──────── Provided records ────────

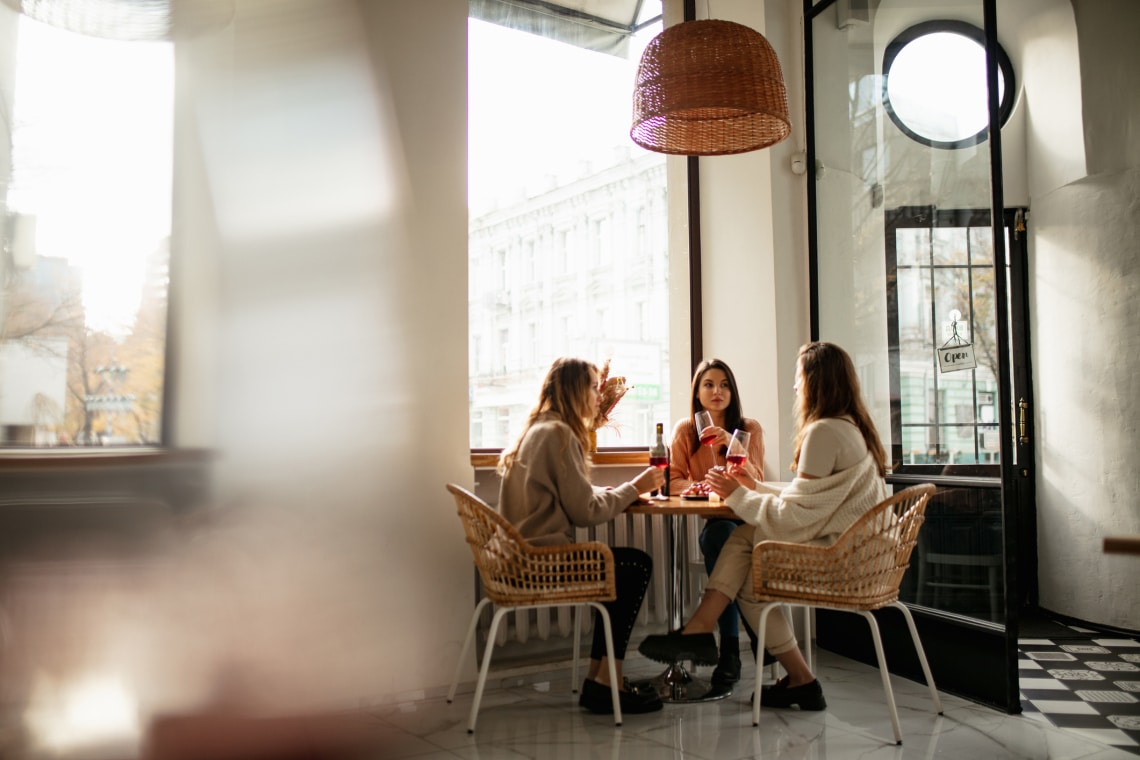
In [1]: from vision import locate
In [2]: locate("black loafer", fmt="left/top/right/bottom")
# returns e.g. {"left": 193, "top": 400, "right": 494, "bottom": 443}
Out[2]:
{"left": 638, "top": 631, "right": 719, "bottom": 666}
{"left": 711, "top": 649, "right": 741, "bottom": 686}
{"left": 578, "top": 678, "right": 663, "bottom": 715}
{"left": 624, "top": 677, "right": 658, "bottom": 696}
{"left": 758, "top": 676, "right": 827, "bottom": 710}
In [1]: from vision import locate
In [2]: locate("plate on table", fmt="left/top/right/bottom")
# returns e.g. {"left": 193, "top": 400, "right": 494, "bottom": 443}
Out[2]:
{"left": 680, "top": 494, "right": 710, "bottom": 501}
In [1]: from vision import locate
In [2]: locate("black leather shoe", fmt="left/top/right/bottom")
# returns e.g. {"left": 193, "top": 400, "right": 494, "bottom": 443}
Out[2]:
{"left": 758, "top": 676, "right": 827, "bottom": 710}
{"left": 578, "top": 678, "right": 663, "bottom": 715}
{"left": 624, "top": 677, "right": 658, "bottom": 696}
{"left": 638, "top": 631, "right": 719, "bottom": 665}
{"left": 711, "top": 649, "right": 741, "bottom": 686}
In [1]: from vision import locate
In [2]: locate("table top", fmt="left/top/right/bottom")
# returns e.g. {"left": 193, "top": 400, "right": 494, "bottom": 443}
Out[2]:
{"left": 626, "top": 495, "right": 735, "bottom": 519}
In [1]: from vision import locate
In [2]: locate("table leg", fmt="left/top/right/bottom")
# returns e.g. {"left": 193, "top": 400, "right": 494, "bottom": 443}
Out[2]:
{"left": 650, "top": 513, "right": 729, "bottom": 703}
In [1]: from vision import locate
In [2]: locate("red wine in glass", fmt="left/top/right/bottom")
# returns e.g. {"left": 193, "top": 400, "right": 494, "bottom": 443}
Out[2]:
{"left": 649, "top": 455, "right": 669, "bottom": 468}
{"left": 726, "top": 429, "right": 752, "bottom": 472}
{"left": 695, "top": 410, "right": 717, "bottom": 468}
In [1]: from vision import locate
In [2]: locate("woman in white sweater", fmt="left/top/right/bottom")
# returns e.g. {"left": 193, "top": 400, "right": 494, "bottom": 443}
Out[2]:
{"left": 639, "top": 342, "right": 889, "bottom": 710}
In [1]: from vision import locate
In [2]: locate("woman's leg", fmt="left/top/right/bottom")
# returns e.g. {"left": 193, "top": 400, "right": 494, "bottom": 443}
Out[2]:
{"left": 699, "top": 519, "right": 742, "bottom": 640}
{"left": 682, "top": 523, "right": 756, "bottom": 633}
{"left": 637, "top": 525, "right": 755, "bottom": 664}
{"left": 700, "top": 519, "right": 761, "bottom": 684}
{"left": 587, "top": 546, "right": 652, "bottom": 689}
{"left": 736, "top": 568, "right": 816, "bottom": 687}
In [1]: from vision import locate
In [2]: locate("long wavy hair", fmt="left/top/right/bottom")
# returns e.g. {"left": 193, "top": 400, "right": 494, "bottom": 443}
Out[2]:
{"left": 791, "top": 342, "right": 888, "bottom": 476}
{"left": 498, "top": 357, "right": 598, "bottom": 476}
{"left": 687, "top": 358, "right": 745, "bottom": 455}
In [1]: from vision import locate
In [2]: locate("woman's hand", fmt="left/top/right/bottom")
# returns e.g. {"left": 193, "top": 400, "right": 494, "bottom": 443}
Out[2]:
{"left": 728, "top": 465, "right": 757, "bottom": 490}
{"left": 632, "top": 466, "right": 666, "bottom": 495}
{"left": 705, "top": 426, "right": 731, "bottom": 449}
{"left": 705, "top": 467, "right": 740, "bottom": 499}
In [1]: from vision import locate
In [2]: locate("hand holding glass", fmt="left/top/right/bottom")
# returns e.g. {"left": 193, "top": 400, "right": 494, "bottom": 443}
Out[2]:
{"left": 695, "top": 411, "right": 715, "bottom": 445}
{"left": 695, "top": 410, "right": 718, "bottom": 468}
{"left": 725, "top": 429, "right": 751, "bottom": 471}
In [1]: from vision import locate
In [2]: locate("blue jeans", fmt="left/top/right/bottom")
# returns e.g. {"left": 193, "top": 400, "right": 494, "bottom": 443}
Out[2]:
{"left": 699, "top": 518, "right": 758, "bottom": 653}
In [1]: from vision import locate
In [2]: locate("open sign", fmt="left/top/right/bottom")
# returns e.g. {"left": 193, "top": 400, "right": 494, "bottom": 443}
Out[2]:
{"left": 937, "top": 343, "right": 977, "bottom": 373}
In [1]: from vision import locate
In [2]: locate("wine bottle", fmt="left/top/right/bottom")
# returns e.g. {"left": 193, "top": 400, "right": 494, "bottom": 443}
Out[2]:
{"left": 649, "top": 422, "right": 669, "bottom": 496}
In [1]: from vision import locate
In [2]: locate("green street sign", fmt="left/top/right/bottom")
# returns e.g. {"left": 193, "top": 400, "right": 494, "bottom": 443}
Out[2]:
{"left": 628, "top": 384, "right": 660, "bottom": 401}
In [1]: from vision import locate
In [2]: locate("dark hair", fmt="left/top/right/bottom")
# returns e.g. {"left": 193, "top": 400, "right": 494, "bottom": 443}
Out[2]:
{"left": 499, "top": 357, "right": 598, "bottom": 476}
{"left": 687, "top": 358, "right": 745, "bottom": 455}
{"left": 792, "top": 342, "right": 888, "bottom": 476}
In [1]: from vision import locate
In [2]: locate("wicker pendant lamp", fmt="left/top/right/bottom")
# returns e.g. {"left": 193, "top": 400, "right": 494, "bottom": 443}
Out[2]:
{"left": 631, "top": 19, "right": 791, "bottom": 156}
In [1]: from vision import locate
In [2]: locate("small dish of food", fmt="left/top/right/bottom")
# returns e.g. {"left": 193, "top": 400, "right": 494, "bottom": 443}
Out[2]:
{"left": 680, "top": 482, "right": 712, "bottom": 501}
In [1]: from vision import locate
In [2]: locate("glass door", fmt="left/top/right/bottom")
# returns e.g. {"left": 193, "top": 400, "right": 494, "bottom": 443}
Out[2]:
{"left": 805, "top": 0, "right": 1028, "bottom": 712}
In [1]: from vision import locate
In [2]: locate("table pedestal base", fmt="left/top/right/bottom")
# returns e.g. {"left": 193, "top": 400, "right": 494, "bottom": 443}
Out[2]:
{"left": 650, "top": 662, "right": 732, "bottom": 703}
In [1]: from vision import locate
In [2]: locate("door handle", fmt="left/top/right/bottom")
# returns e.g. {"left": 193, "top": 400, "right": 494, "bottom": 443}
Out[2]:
{"left": 1018, "top": 398, "right": 1029, "bottom": 445}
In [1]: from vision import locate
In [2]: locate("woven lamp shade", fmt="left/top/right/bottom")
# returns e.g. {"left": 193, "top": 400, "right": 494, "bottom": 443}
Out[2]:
{"left": 631, "top": 19, "right": 791, "bottom": 156}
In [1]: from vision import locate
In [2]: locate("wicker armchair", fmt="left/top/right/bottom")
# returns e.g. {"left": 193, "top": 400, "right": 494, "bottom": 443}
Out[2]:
{"left": 750, "top": 483, "right": 943, "bottom": 744}
{"left": 445, "top": 484, "right": 623, "bottom": 731}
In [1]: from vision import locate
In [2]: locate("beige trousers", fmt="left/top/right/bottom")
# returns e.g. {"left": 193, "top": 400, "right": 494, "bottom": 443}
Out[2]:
{"left": 703, "top": 523, "right": 798, "bottom": 655}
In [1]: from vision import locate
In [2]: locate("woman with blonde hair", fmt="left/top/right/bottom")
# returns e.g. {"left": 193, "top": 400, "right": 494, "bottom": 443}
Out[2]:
{"left": 639, "top": 342, "right": 889, "bottom": 710}
{"left": 499, "top": 357, "right": 665, "bottom": 715}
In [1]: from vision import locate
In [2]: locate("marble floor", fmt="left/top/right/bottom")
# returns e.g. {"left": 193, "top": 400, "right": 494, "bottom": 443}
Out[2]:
{"left": 364, "top": 648, "right": 1137, "bottom": 760}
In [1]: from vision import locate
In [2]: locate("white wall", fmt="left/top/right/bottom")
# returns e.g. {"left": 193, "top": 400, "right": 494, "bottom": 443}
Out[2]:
{"left": 691, "top": 0, "right": 810, "bottom": 480}
{"left": 1026, "top": 0, "right": 1140, "bottom": 630}
{"left": 167, "top": 0, "right": 473, "bottom": 710}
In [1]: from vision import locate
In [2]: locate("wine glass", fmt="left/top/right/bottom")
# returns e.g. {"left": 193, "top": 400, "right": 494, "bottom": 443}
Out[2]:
{"left": 695, "top": 410, "right": 717, "bottom": 468}
{"left": 726, "top": 429, "right": 751, "bottom": 471}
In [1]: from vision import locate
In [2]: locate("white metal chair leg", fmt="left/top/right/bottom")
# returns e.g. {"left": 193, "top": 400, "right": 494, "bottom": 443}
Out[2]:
{"left": 588, "top": 601, "right": 622, "bottom": 725}
{"left": 860, "top": 610, "right": 903, "bottom": 745}
{"left": 448, "top": 597, "right": 491, "bottom": 703}
{"left": 800, "top": 604, "right": 813, "bottom": 672}
{"left": 752, "top": 603, "right": 774, "bottom": 726}
{"left": 571, "top": 603, "right": 583, "bottom": 690}
{"left": 892, "top": 602, "right": 943, "bottom": 714}
{"left": 467, "top": 606, "right": 510, "bottom": 733}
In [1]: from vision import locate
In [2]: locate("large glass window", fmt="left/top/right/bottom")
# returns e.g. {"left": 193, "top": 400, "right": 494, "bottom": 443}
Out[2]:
{"left": 0, "top": 12, "right": 171, "bottom": 448}
{"left": 467, "top": 3, "right": 669, "bottom": 449}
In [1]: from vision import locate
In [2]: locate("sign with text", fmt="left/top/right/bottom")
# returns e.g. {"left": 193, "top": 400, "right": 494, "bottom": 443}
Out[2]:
{"left": 937, "top": 343, "right": 977, "bottom": 373}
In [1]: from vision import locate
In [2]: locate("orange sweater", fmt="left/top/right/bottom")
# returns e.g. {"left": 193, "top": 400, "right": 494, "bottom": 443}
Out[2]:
{"left": 669, "top": 416, "right": 765, "bottom": 495}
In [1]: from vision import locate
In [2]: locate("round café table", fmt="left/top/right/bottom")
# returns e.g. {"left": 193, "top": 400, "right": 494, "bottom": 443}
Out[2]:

────────

■ What you should do
The response must give every line from the material above that holds the string "sign".

■ Answer
In [2]: locate("open sign", fmt="left/top/right/bottom")
In [2]: locate("green street sign", fmt="left/top/right/bottom")
In [2]: locate("sign with text", fmt="left/top/right/bottom")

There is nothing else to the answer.